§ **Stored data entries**

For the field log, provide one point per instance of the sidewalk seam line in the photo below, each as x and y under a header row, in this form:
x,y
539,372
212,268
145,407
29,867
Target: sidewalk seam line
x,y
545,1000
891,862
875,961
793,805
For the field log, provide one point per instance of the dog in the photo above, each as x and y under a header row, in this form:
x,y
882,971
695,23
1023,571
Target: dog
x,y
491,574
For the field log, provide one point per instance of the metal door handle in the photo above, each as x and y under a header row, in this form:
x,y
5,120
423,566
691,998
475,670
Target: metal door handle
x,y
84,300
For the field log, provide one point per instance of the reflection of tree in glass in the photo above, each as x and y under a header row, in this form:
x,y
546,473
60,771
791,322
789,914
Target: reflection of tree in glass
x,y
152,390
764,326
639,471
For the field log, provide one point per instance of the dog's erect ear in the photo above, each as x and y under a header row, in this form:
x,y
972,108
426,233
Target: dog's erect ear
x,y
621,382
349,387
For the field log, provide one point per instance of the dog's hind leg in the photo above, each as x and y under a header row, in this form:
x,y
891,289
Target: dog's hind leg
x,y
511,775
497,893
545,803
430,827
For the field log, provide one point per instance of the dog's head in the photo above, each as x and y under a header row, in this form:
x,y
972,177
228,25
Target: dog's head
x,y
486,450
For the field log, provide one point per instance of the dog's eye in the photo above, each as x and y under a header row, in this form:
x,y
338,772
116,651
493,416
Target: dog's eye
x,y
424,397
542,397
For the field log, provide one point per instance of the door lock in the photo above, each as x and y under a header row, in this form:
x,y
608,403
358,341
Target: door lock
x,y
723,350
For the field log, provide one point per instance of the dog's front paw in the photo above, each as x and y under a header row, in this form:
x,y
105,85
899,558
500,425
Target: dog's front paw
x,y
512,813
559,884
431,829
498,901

§ **ASSIGNED TASK**
The expected answer is a copy of every line in the entries that holds the word "above".

§ **TASK OUTPUT**
For the field log, provide one point per instance of the dog in the photo above, each as x and y under a header row, in this form:
For the field log, provide one point per instance of the metal door handle in the photo above, each as x and y under a header row, in this form:
For the field log, provide one point per instance of the reflection of tree in glass in the photo above, each as x and y under a header row, in this form:
For the field log, provide one point per instance of the dog's erect ear in the photo above, each as x and y under a header row, in this form:
For the field log, provide one point per instance of the dog's hind leg in the photo above, each as x and y under a header row, in this form:
For the field log, provide one point per instance of the dog's head in the photo above, each as x and y under a header row, in this form:
For the field log, provide one point per instance of the dog's eye in the photo above, each as x and y under a header row, in this form:
For the field log, provide one point per instance of the door lock in the photo above, each as x and y under a header row, in this form:
For the field log, provide one point per instance of the dog's front paw in the photo above, each as x and y under a header row, in this form:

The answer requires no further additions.